▶ [RECORDS SUPPLIED]:
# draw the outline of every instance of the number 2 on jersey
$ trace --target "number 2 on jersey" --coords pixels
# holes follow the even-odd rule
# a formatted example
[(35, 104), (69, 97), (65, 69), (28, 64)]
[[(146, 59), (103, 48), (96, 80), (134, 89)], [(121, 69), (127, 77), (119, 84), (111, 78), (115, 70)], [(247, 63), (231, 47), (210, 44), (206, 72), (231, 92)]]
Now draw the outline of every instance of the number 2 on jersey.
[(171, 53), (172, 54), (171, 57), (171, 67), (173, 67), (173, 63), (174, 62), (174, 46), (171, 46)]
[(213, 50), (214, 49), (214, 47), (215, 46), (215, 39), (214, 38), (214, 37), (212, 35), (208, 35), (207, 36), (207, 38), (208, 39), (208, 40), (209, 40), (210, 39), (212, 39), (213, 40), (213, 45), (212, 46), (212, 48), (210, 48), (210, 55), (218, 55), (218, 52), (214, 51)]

▶ [DIRECTIVE]: Gather every line from the entries above that contains the word "number".

▶ [WRITTEN REPLY]:
# draw the outline of every instance of the number 2 on jersey
$ trace --target "number 2 on jersey" --coords pixels
Now draw the outline of every instance of the number 2 on jersey.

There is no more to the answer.